**Problem to work on:** Your task is to write out the lines from the line containing "Note: annotate every instance of the horse rider" through the last line of the material, exactly.

• • • • • • •

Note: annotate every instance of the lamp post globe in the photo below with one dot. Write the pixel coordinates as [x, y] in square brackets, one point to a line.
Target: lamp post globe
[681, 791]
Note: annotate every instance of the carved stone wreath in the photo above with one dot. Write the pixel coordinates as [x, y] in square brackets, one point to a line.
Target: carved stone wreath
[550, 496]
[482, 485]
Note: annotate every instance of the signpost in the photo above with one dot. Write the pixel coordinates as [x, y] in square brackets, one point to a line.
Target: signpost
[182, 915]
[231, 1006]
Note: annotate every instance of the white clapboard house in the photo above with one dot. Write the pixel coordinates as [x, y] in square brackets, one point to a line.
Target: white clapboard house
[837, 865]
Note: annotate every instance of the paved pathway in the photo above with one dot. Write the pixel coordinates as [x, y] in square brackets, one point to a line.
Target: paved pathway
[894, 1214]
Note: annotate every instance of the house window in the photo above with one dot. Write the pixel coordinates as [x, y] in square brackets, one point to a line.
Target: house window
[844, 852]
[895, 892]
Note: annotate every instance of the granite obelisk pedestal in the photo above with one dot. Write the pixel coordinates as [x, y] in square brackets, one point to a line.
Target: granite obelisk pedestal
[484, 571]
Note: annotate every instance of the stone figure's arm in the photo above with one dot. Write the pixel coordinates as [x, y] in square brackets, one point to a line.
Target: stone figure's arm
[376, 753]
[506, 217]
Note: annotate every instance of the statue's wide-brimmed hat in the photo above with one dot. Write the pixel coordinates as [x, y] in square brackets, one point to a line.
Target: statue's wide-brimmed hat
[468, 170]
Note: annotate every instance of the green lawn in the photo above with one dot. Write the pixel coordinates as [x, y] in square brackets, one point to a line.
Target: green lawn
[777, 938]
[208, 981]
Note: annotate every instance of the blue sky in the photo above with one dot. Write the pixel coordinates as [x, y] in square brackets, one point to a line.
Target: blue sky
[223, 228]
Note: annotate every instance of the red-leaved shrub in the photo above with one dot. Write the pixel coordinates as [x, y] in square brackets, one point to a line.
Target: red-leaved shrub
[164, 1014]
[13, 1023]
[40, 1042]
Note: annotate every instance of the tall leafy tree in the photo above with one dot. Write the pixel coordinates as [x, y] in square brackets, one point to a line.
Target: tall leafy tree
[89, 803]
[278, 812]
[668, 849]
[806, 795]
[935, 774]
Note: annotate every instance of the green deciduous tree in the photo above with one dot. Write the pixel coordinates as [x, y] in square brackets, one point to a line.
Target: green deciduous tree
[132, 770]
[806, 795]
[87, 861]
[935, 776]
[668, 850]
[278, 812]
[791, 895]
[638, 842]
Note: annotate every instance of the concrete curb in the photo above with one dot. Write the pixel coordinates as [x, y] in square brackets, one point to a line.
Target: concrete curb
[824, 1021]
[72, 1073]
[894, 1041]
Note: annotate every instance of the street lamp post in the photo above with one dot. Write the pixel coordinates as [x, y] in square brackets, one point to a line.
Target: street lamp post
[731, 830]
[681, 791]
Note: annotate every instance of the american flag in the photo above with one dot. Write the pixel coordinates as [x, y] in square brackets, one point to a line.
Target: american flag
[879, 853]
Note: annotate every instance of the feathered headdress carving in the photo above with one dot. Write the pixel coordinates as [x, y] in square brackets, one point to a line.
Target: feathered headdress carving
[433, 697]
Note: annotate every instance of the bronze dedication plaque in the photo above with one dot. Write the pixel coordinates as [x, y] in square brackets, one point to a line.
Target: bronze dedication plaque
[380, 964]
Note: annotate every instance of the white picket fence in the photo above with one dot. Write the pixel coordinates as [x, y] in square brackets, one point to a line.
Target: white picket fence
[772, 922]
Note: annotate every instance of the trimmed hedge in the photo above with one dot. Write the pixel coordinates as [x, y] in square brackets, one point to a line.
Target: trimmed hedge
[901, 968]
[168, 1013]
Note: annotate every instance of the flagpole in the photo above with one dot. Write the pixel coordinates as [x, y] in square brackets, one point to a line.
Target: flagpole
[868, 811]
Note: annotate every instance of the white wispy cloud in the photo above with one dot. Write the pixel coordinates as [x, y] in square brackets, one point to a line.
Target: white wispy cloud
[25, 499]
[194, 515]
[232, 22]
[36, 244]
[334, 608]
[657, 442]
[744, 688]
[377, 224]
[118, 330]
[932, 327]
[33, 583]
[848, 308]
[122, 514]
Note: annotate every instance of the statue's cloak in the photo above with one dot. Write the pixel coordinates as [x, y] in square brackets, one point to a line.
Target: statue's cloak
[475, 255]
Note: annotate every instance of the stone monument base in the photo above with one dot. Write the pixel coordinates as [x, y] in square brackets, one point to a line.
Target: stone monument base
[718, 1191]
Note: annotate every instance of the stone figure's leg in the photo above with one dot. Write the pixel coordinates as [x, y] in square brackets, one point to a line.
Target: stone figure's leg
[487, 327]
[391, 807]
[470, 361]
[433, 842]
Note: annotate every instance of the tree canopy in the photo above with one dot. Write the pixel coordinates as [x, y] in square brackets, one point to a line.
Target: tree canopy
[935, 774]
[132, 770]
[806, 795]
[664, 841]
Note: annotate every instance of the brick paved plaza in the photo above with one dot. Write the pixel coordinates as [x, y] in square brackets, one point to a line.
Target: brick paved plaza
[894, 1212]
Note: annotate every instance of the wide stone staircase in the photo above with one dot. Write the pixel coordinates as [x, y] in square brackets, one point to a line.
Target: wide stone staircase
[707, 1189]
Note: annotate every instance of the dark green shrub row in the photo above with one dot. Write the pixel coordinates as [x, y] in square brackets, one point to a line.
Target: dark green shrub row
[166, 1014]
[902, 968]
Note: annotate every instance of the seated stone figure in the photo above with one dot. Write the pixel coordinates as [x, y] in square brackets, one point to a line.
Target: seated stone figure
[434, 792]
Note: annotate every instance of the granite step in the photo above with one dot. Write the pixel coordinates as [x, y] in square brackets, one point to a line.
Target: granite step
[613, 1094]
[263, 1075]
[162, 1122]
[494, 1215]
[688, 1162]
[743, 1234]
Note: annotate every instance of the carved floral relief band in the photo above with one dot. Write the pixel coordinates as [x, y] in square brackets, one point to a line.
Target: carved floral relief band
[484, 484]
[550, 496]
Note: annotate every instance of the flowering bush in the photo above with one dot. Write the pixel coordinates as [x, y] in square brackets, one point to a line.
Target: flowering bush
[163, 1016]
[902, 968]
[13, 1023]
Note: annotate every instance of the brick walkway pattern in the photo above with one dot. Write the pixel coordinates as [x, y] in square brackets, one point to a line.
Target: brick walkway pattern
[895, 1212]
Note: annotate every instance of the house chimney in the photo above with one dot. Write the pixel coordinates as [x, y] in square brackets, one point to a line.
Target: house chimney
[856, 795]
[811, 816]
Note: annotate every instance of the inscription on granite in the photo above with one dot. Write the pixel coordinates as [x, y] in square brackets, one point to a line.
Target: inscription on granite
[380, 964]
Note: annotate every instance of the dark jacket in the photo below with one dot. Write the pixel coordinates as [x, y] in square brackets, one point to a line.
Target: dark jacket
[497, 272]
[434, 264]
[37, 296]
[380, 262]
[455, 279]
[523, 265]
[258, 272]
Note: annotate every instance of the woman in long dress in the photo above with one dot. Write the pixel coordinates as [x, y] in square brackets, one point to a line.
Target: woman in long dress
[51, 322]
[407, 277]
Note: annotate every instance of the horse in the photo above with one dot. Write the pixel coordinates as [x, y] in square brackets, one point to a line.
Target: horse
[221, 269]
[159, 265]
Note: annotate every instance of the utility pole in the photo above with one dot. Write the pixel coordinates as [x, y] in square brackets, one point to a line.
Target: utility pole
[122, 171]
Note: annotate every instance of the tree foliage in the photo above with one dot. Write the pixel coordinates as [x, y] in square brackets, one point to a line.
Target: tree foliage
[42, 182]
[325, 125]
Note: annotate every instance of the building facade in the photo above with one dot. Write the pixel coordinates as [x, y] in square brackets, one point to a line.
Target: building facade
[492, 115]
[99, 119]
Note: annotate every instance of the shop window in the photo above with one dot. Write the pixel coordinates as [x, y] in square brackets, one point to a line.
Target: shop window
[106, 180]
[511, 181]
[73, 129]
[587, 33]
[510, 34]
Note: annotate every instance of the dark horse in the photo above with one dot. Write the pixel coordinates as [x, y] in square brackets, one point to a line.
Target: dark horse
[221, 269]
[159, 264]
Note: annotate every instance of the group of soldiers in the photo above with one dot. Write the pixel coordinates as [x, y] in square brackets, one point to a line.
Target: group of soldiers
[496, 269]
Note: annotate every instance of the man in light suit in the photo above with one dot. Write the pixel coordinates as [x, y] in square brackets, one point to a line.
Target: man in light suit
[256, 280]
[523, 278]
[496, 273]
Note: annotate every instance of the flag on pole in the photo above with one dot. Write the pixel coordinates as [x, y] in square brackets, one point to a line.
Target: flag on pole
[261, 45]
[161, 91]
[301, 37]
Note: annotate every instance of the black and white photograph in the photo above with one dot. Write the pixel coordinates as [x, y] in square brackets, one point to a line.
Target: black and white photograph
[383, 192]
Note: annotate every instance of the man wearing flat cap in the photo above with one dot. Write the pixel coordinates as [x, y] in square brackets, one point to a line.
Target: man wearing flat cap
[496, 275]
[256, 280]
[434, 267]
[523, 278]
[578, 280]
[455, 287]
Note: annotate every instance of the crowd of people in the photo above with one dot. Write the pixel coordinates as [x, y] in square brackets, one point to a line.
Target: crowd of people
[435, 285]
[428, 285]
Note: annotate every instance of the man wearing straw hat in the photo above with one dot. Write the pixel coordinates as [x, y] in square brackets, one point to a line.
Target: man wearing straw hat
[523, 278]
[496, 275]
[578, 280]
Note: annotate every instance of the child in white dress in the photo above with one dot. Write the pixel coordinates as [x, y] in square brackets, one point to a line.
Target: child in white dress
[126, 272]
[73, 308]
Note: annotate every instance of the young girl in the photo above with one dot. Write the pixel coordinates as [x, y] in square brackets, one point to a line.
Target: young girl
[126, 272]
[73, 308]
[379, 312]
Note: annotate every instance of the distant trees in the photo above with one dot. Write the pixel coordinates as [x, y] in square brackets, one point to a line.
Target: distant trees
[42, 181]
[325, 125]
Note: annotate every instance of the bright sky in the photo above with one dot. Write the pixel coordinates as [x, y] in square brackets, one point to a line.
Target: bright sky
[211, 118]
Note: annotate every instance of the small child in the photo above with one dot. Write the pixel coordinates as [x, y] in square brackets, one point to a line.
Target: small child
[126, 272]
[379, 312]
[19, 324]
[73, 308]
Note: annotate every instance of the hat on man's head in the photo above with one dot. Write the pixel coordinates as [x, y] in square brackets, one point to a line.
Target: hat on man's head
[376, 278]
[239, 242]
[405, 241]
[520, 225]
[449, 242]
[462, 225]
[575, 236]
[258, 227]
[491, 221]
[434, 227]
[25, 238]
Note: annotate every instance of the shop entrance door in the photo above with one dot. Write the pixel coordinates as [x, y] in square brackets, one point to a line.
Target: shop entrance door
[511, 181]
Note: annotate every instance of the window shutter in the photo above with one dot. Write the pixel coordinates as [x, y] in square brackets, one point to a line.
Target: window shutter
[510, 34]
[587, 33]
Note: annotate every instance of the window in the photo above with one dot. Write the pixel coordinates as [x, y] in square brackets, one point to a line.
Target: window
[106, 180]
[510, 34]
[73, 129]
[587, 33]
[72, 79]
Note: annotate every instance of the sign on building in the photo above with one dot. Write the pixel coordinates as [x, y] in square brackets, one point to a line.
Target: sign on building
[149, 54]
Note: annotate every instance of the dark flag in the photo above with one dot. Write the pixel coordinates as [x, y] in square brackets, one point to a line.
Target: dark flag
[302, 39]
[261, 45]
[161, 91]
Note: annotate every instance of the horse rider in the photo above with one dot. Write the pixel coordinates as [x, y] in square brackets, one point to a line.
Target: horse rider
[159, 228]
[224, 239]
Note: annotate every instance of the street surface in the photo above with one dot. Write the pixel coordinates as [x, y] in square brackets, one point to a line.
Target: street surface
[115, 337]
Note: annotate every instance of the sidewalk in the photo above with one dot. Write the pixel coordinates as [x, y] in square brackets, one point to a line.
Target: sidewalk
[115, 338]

• • • • • • •

**Exercise solution:**
Note: annotate every instance of the horse rider in the photo above with one dot. Write the pixel coordinates as [x, y] in square brackets, one point to a line.
Target: horse rider
[159, 228]
[224, 239]
Note: annotate every instance of the street surface in the photo above with one dot. Write the pixel coordinates as [x, y] in square brackets, one point to a line.
Target: street surface
[115, 337]
Note: annotate every instance of the sidewalk in the photo above with one dot. Write the pixel coordinates as [x, y] in square brackets, one point to a line.
Target: sidewalk
[115, 338]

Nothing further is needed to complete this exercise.